→ **Extracted data**
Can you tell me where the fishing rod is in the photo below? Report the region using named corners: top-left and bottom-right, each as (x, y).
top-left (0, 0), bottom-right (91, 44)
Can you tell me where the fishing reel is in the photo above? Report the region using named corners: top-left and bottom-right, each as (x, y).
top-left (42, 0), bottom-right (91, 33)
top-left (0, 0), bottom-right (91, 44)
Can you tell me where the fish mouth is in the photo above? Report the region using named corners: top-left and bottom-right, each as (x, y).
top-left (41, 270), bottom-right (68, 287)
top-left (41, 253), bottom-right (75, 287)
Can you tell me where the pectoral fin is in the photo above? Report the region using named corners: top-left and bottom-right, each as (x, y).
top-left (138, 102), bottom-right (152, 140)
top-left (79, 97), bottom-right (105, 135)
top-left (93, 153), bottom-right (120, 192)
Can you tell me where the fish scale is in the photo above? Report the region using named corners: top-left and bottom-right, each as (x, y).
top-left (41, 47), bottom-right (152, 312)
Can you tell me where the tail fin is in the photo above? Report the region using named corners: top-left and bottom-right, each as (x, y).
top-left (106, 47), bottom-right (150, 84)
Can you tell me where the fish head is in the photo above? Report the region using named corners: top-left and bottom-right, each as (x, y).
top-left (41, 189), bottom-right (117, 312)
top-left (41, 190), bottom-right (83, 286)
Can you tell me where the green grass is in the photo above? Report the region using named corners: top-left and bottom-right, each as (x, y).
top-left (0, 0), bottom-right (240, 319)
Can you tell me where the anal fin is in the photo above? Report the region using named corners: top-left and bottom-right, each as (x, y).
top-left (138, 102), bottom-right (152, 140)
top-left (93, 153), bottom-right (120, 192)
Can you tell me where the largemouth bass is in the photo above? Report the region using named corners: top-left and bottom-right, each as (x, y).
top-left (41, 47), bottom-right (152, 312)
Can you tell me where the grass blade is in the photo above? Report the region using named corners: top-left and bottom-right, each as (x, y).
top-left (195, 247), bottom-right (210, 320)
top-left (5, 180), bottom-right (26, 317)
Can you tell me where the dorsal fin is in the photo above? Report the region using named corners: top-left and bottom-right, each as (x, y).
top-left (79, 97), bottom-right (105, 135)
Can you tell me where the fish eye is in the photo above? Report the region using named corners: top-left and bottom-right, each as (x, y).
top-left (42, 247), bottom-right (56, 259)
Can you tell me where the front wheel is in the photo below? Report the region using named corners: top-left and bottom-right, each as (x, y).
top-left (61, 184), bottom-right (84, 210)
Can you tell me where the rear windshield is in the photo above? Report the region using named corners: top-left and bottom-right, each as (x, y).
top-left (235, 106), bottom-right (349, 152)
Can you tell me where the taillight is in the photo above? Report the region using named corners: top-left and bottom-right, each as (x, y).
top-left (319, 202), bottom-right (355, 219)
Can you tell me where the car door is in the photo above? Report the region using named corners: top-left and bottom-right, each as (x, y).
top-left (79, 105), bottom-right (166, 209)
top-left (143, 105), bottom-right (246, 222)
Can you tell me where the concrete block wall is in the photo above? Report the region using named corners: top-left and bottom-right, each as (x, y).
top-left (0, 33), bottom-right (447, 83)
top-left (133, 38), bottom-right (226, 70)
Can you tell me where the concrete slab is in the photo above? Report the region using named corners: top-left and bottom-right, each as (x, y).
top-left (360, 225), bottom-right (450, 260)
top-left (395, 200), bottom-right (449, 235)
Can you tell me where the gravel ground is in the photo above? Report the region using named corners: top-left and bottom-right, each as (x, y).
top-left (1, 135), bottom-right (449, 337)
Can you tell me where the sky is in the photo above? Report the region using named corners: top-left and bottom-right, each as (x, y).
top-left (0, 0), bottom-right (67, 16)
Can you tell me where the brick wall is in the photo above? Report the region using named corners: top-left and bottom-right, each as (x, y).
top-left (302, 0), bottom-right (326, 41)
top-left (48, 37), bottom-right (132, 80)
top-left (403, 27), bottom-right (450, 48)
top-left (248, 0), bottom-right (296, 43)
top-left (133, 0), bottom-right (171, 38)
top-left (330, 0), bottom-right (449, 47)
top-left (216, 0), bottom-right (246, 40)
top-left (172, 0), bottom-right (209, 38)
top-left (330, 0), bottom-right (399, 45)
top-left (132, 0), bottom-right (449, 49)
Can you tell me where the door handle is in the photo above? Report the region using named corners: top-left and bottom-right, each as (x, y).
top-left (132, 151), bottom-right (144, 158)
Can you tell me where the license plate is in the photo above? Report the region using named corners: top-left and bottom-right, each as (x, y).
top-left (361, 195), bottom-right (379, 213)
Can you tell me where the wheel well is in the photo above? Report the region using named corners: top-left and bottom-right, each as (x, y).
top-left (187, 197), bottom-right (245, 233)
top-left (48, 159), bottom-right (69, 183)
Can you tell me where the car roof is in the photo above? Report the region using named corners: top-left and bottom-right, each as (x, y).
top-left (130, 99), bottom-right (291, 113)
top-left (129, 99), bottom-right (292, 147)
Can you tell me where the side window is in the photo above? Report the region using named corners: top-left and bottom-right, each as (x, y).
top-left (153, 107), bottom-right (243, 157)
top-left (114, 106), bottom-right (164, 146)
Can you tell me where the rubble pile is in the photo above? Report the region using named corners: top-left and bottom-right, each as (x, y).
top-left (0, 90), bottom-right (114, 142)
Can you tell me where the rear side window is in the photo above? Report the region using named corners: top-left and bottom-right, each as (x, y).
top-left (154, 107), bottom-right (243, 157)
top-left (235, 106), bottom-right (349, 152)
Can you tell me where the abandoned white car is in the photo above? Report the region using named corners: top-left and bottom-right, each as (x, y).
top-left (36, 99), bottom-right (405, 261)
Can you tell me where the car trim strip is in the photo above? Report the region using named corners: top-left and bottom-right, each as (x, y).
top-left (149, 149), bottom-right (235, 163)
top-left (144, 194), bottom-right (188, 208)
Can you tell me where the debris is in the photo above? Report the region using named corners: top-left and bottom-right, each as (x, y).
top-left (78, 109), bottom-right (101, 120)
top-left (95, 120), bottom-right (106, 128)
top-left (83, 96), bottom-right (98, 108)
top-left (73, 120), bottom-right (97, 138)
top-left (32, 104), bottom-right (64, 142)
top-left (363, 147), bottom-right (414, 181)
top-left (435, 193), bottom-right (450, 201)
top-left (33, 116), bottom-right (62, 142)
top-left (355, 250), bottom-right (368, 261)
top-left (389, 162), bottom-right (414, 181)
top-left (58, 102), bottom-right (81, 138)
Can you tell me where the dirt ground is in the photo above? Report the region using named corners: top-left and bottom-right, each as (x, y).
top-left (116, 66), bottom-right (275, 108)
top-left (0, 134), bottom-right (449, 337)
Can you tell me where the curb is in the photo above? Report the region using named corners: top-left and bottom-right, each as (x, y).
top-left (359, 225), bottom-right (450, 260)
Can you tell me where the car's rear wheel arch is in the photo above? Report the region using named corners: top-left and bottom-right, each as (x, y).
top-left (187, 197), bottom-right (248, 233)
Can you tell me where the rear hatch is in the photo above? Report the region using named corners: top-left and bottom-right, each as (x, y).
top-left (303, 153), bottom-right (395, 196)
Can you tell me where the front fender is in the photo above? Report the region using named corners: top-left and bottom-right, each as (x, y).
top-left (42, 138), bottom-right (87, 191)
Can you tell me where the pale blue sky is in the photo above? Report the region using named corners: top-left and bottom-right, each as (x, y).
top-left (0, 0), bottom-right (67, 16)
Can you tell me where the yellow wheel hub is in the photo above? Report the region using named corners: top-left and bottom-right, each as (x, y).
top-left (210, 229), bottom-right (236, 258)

* * *

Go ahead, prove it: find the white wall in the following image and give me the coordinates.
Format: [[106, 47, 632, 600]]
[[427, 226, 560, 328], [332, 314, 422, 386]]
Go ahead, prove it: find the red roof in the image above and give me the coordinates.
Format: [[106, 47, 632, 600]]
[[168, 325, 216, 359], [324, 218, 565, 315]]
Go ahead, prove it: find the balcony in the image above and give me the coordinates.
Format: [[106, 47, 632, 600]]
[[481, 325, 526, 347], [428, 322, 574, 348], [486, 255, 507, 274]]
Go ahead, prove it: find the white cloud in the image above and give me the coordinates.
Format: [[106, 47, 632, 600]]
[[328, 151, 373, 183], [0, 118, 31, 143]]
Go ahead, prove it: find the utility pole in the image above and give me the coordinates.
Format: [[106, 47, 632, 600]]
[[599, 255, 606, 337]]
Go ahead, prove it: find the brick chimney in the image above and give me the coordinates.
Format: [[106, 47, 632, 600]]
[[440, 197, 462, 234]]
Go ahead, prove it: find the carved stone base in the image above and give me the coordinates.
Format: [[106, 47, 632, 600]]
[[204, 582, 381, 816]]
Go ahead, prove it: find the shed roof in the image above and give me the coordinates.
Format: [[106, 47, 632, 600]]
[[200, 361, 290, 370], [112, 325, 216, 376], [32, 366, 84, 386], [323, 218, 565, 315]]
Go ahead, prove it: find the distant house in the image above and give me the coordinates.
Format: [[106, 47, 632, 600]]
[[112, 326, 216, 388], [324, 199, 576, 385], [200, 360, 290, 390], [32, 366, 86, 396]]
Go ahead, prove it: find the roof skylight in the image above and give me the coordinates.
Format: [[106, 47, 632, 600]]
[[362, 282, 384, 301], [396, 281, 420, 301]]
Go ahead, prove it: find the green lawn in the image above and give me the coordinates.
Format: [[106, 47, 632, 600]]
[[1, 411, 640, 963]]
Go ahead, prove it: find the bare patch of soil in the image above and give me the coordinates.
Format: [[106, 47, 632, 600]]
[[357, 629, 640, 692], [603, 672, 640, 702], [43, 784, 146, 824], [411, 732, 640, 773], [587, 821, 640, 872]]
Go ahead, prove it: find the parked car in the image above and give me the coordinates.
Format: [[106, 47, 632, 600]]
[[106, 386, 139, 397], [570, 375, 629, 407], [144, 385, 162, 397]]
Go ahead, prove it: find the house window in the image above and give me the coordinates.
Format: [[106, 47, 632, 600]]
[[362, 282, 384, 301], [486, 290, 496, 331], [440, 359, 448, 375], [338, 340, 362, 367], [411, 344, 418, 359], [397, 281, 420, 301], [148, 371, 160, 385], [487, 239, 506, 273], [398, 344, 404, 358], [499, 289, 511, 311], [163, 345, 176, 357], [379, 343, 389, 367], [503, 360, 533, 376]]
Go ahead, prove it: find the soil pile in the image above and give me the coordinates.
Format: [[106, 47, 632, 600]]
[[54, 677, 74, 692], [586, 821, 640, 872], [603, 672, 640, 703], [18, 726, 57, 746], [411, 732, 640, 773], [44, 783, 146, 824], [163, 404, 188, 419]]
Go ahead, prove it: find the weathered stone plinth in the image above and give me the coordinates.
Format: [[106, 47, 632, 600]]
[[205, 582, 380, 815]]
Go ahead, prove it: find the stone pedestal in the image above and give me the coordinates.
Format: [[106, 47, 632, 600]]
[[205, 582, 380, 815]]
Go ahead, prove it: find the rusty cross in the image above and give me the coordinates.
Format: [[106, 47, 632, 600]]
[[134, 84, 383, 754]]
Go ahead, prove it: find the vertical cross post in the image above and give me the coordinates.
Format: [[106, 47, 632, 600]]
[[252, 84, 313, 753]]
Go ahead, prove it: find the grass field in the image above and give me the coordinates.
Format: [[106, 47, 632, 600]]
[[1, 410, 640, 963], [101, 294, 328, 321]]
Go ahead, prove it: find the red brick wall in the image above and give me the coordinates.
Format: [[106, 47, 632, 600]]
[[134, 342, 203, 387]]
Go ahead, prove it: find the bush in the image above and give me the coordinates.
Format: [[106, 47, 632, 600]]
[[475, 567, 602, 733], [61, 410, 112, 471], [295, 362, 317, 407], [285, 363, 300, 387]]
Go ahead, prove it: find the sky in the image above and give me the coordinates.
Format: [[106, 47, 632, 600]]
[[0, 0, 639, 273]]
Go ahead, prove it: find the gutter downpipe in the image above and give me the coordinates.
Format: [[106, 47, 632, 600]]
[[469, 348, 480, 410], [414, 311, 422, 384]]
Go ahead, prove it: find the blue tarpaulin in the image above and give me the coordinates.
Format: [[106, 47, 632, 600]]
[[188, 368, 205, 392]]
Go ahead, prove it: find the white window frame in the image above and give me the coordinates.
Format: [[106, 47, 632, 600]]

--

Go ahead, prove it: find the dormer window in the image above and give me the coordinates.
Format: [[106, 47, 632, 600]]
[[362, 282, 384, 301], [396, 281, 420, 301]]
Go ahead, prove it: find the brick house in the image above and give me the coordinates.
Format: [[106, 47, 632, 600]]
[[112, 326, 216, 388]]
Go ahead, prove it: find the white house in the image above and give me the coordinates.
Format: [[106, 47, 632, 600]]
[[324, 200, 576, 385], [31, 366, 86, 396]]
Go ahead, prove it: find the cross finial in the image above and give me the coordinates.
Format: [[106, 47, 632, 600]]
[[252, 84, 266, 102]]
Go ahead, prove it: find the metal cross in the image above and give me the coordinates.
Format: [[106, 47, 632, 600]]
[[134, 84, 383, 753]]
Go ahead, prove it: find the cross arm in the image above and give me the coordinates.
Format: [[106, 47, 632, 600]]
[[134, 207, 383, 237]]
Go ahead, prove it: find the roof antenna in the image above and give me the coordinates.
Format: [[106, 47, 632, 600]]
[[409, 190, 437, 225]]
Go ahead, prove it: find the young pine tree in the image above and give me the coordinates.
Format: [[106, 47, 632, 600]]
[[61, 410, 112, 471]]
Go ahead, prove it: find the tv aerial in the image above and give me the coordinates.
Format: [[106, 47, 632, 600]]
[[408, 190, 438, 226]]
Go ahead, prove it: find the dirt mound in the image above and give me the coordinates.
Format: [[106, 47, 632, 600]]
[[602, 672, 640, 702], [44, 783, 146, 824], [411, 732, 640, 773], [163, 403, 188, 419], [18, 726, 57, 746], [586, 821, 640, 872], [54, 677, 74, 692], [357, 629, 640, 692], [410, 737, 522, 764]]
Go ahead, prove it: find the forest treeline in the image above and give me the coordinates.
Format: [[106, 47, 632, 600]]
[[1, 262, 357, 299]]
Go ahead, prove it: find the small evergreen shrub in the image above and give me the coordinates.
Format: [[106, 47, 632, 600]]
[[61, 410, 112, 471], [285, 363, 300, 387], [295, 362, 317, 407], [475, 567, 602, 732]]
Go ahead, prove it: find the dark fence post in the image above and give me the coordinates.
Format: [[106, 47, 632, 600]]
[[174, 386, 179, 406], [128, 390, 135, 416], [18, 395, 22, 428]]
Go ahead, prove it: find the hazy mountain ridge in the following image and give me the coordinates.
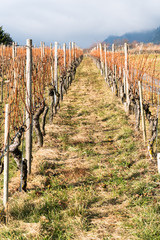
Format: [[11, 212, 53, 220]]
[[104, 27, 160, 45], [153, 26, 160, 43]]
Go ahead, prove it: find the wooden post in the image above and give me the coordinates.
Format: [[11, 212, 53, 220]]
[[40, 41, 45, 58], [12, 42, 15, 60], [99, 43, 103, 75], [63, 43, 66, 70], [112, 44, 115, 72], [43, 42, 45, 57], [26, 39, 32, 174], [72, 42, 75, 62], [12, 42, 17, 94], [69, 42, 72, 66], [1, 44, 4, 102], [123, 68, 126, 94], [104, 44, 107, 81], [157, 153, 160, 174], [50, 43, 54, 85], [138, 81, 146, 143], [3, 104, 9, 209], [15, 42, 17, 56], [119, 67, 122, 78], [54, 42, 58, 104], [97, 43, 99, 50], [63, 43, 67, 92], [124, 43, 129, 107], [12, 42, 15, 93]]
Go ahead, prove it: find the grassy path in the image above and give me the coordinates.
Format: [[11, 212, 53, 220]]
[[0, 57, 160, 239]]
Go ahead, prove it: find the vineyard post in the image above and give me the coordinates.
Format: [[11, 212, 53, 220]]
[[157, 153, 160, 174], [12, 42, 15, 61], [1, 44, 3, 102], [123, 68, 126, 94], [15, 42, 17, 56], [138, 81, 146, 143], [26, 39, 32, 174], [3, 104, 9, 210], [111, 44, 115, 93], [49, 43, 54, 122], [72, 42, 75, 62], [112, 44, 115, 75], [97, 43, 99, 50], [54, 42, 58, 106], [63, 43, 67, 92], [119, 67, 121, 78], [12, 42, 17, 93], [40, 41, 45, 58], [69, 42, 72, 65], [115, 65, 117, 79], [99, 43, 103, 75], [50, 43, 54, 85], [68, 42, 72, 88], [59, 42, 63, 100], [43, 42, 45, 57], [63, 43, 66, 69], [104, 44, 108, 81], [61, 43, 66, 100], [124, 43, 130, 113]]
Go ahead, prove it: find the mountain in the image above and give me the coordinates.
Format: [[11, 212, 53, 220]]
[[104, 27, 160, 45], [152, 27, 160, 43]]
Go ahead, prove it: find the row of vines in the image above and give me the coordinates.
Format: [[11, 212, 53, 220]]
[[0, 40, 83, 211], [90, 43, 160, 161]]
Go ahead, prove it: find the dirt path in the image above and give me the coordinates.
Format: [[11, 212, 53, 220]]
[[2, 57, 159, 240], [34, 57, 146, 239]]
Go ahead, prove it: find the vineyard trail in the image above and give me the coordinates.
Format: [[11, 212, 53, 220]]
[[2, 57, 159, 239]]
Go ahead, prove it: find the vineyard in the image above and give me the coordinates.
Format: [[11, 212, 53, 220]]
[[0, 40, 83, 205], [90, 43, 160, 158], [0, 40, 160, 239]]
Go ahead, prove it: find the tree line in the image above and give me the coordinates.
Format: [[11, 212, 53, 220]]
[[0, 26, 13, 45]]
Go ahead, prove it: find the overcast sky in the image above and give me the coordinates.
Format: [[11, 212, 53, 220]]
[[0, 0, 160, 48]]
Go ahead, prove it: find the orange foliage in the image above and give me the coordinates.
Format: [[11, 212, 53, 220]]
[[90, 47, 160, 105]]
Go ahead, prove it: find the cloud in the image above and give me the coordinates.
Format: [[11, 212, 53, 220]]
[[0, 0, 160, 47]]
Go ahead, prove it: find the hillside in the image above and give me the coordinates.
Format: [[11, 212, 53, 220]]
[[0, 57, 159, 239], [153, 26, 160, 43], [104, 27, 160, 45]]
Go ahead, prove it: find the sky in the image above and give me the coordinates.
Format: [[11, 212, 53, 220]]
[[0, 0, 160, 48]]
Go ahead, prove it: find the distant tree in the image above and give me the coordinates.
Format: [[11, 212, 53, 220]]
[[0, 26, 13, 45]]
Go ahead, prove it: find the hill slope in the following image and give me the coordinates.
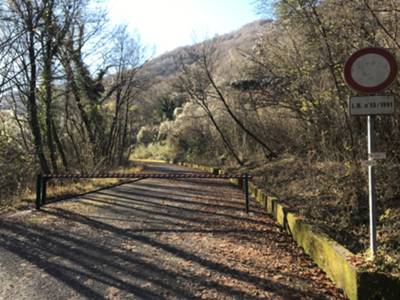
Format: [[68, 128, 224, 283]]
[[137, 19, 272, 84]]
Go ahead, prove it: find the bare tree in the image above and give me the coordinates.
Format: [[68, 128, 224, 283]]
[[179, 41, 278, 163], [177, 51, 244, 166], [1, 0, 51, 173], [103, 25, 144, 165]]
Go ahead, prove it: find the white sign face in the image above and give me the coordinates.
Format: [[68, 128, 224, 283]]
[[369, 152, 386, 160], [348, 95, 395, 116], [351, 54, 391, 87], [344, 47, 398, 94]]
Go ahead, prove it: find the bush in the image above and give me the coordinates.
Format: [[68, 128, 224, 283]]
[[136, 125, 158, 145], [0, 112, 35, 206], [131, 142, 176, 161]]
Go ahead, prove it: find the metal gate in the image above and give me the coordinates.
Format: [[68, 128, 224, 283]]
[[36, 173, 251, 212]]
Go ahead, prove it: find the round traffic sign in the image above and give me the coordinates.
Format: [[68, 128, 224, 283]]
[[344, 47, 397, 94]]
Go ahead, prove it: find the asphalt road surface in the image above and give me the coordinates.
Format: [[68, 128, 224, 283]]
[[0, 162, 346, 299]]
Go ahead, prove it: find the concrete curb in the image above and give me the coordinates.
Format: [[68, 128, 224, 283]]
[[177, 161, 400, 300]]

→ **Activity**
Report how many lines above hold the string "cloud", giving nothing but the number.

→ **Task output**
2